Extract every line of the listing below and reproduce each one verbatim, in its original order.

>> Begin Input

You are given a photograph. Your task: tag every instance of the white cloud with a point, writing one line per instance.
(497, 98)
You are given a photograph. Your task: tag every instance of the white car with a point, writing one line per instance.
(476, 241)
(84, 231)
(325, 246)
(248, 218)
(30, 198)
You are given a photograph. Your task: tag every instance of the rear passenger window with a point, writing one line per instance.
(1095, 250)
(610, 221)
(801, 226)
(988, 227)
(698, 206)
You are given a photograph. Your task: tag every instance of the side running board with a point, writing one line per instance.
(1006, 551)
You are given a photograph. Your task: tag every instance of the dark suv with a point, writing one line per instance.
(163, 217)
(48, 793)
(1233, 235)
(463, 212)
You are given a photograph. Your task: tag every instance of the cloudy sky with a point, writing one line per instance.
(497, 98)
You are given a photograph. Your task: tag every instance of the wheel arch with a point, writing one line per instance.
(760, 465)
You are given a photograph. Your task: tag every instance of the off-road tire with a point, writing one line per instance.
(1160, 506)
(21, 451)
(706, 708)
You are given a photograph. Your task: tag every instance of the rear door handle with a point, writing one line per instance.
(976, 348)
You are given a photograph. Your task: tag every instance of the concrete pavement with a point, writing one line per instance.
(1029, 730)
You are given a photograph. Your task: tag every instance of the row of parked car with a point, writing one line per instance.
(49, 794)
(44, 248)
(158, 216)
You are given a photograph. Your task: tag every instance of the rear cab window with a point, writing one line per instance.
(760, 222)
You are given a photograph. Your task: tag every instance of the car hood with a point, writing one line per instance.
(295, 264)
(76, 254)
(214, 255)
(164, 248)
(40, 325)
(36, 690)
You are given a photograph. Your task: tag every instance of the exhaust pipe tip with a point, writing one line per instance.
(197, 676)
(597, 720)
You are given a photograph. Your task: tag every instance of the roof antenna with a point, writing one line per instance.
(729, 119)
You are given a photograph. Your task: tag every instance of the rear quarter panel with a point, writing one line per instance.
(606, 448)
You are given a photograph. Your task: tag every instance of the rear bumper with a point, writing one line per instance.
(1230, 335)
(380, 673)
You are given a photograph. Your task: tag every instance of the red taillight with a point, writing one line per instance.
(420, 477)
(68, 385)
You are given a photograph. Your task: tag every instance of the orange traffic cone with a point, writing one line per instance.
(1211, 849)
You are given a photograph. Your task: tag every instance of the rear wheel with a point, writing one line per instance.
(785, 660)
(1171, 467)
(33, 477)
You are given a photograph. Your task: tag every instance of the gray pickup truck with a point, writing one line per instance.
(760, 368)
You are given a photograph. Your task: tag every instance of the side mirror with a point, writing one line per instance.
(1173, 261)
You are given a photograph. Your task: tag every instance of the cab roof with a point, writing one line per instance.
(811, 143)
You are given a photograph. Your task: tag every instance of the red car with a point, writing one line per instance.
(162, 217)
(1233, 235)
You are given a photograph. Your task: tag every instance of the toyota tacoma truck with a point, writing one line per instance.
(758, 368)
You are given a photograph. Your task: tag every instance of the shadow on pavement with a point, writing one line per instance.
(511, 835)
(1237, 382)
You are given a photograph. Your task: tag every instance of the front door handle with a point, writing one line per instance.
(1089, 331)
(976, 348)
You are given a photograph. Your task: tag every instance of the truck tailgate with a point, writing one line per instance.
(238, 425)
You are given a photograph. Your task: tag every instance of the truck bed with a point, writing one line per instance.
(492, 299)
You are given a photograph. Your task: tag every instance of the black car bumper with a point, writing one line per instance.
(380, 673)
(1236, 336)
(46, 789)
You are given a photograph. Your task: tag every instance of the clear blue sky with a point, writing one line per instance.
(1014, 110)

>> End Input

• [Answer to this task]:
You are given a photograph. Your task: tag every instance of the white cloud with a point, writing one line per instance.
(497, 98)
You are given a photograph. Your task: tag every instance of the white car with a point, writing one line per instance.
(476, 241)
(84, 231)
(325, 246)
(248, 218)
(30, 198)
You are given a photograph. Your task: tag every instance of the rear passenger window with a point, writing one line per instance.
(1095, 250)
(610, 221)
(801, 226)
(988, 227)
(698, 206)
You are given a photograph. Your task: tag every instance of the side running board with a point, writing one line per instance.
(1006, 551)
You are given a photograph. Your task: tag every instance of the dark suv with a point, writing one line per instance.
(163, 217)
(48, 793)
(1233, 235)
(463, 212)
You are given a photograph. Your task: tag every instance of the cloudy sky with a point, writing one line per instance.
(497, 98)
You are given a photograph. Your task: tag every instance of the wheel arch with a point, writing one line per instance.
(760, 465)
You are given a photograph. Your task: tag every instance of the off-road tire with a point, writing one line per instance.
(1160, 506)
(21, 451)
(706, 708)
You are given a photograph. Your task: tag every instance of the rear door handle with a point, writing one line per instance.
(976, 348)
You are given a photograph. Your task: tag every instance of the concrete pavement with a point, writing one line per instance.
(1029, 730)
You are given a photograph. Your task: tag every instance of the row of parked car with a point, writing one line per instance.
(49, 794)
(44, 248)
(158, 216)
You are given a photograph. Your task: tag every instance of the rear cab window with a point, writing one line per instance.
(760, 222)
You are given a photograph. Your task: tag every instance of the car hood with a point, writing one line per instance.
(295, 264)
(76, 254)
(214, 255)
(164, 248)
(40, 325)
(36, 690)
You are given a photograph. Your task: tag every instance of the exhaust pipe tip with a point, writing one line per instance.
(197, 676)
(597, 720)
You are given a photograph. Your task: tag every instance of the roof antenna with a point, writing one line per instance.
(729, 119)
You are given a photograph. Your task: tag every instance of the rear quarter panel with a point, writing one line per instance.
(606, 448)
You are given a photograph. Your task: tag every instance of the rear bumper with a point, writing one line per instance.
(1230, 335)
(380, 673)
You are given a photograph. Your task: tag every instance of the red taillight with a point, writing one line per instance.
(420, 477)
(68, 385)
You are given a photograph. Your task: tag every instance of the orange traffic cone with a point, writing one line per instance.
(1211, 849)
You are given a photograph. Your task: tag every instance of the rear wheel with a point, writing one line per instance.
(785, 660)
(1171, 467)
(33, 477)
You are given a photograph. Your task: tag every instance of the gray pickup truck with a point, writing one line per instance.
(760, 368)
You are given a photograph. Your task: tag every instance of the side mirror with a point, writing one line per instance.
(1173, 261)
You are given a photograph. Your task: tag every instance of the cab roof with a point, writing one line per instance.
(811, 143)
You are given a photograph. Your task: tag every instance of the red car with a point, writing one line per instance.
(162, 217)
(1233, 235)
You are given a photograph. Your task: tag every instance of the toyota tacoma truck with a point, writing one line per instance.
(758, 368)
You are given a photograph. Your task: tag every instance of the shadow on pavement with a point, writing one line per instance.
(511, 835)
(1237, 382)
You are given a photograph. Your task: tag every instance of the front door handle with a point, writing one line per instance.
(1089, 331)
(976, 348)
You are given a photograph. Your task: tag every instance of the truck tailgate with a point, writing one line per instance.
(238, 425)
You are given a photograph. Your task: tag every instance of the truck bed with a point, writing one line per instance.
(492, 299)
You are given a photograph. Your task: tag every instance of the black car bumper with a point, writing one line per instance.
(380, 673)
(1236, 336)
(46, 789)
You are given a photograph. Your task: tag every instance of the clear blue sky with a point, writing one line per instance.
(1014, 110)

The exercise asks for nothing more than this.